Records contained in a dataset
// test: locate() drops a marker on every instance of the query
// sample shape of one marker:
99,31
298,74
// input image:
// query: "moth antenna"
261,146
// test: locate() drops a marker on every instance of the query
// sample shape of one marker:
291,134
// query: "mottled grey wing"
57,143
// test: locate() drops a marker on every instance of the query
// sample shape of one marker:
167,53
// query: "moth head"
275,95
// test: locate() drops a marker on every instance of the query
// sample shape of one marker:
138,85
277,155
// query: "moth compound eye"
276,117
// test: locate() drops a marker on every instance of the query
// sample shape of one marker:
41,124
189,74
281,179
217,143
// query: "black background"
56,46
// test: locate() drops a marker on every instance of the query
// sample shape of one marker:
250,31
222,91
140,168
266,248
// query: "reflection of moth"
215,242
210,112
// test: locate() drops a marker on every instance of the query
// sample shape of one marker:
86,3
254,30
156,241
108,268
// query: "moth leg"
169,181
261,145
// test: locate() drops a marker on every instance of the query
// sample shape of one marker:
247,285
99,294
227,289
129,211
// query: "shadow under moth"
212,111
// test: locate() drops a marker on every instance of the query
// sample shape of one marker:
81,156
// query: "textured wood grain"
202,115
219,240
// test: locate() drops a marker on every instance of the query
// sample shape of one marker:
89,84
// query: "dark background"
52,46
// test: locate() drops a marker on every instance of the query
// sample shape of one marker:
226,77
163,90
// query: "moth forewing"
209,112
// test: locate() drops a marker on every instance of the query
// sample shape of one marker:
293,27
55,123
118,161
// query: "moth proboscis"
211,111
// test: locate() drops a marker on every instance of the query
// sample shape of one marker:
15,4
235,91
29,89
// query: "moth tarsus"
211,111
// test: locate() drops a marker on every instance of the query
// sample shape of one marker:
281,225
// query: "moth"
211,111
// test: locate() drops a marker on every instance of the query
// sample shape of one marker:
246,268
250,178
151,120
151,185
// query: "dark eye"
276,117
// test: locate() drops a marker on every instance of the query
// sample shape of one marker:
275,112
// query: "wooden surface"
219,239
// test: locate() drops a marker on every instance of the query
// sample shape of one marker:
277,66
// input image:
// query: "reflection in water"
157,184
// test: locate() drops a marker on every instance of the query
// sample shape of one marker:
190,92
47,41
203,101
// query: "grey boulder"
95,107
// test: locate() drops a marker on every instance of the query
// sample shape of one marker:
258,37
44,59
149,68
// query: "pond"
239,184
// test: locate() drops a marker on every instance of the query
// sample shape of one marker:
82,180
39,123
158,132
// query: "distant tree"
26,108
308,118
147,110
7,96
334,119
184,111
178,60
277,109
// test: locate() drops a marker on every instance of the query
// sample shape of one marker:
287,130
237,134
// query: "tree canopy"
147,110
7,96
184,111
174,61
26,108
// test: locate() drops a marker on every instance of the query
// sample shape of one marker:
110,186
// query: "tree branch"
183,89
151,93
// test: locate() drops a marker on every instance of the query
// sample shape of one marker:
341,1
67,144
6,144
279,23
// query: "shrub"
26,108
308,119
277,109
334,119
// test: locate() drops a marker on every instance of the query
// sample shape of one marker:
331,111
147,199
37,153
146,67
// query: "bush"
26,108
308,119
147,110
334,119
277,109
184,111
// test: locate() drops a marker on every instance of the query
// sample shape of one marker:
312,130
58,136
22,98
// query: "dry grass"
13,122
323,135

Exercise brief:
Reproduce the data. Keep it exact.

Exercise solution:
// test: locate() drops a marker on every instance of the query
// sample shape of one marker:
99,31
298,74
// input image:
// query: "moth antenna"
261,146
// test: locate() drops a marker on every instance of the query
// sample shape of one marker:
291,134
// query: "mottled grey wing"
57,143
// test: locate() drops a marker on every instance of the query
// sample shape of one marker:
167,53
// query: "moth head"
275,95
// test: locate() drops a marker on every instance of the query
// sample shape of one marker:
138,85
277,155
// query: "moth compound eye"
276,117
// test: locate() drops a marker on every instance of the query
// sample shape of one marker:
41,124
189,74
281,179
217,143
// query: "black background"
56,46
// test: locate() drops a marker on every instance of the query
// sample shape of one marker:
250,31
222,91
140,168
266,248
// query: "reflection of moth"
215,242
210,112
// test: locate() drops a marker on every instance of the query
// sample shape of one marker:
86,3
254,30
156,241
108,268
// query: "moth leg"
169,181
261,145
// test: locate() drops a marker on every instance of the query
// sample shape of one marker:
247,285
99,294
227,289
129,211
// query: "shadow under moth"
212,111
// test: locate() drops a marker on every instance of the query
// sample shape of one marker:
81,156
// query: "textured wood grain"
202,115
219,240
// test: locate() drops a marker on every instance of the query
// sample shape of one marker:
89,84
// query: "dark background"
52,46
// test: locate() drops a marker on every instance of the query
// sample shape of one marker:
226,77
163,90
// query: "moth forewing"
209,112
// test: locate() drops a marker on every instance of the query
// sample shape of one marker:
293,27
55,123
118,161
// query: "moth proboscis"
211,111
// test: locate() drops a marker on every instance of the query
// sample shape of one marker:
15,4
235,91
29,89
// query: "moth tarsus"
211,111
// test: locate() drops a marker on every instance of the query
// sample shape of one marker:
281,225
// query: "moth"
211,111
// test: locate() drops a marker on every instance of the query
// sample shape of one marker:
246,268
250,178
151,120
151,185
// query: "dark eye"
276,117
// test: locate() drops a marker on every instance of the query
// sample shape of one marker:
275,112
// query: "wooden surface"
219,239
// test: locate() drops a marker on every instance of the query
// sample shape of one marker:
277,66
// input image:
// query: "reflection in water"
157,184
// test: locate() drops a marker on every instance of the query
// sample shape of one marker:
190,92
47,41
203,101
// query: "grey boulder"
95,107
// test: locate() drops a marker on every instance of the query
// sample shape of one marker:
258,37
44,59
149,68
// query: "pond"
239,184
// test: locate() drops a marker on every instance of the query
// sample shape of one marker:
82,180
39,123
158,132
// query: "distant tree"
26,108
308,118
147,110
7,96
334,119
184,111
178,60
277,109
// test: locate() drops a marker on every instance of the query
// sample shape of one marker:
287,130
237,134
// query: "tree canopy"
147,110
7,96
184,111
174,61
26,108
// test: locate() drops a marker on every instance of the query
// sample shape of one marker:
110,186
// query: "tree branch"
183,89
151,93
// test: locate() drops a marker on every instance of the query
// sample shape of one marker:
341,1
67,144
6,144
279,23
// query: "shrub"
26,108
308,119
277,109
334,119
// test: locate() drops a marker on every instance of the query
// sample shape of one marker:
331,111
147,199
37,153
146,67
// query: "bush"
26,108
308,119
147,110
334,119
277,109
184,111
// test: locate() drops a marker on every instance of the query
// sample shape of one marker:
312,130
58,136
22,98
// query: "dry grass"
13,122
323,135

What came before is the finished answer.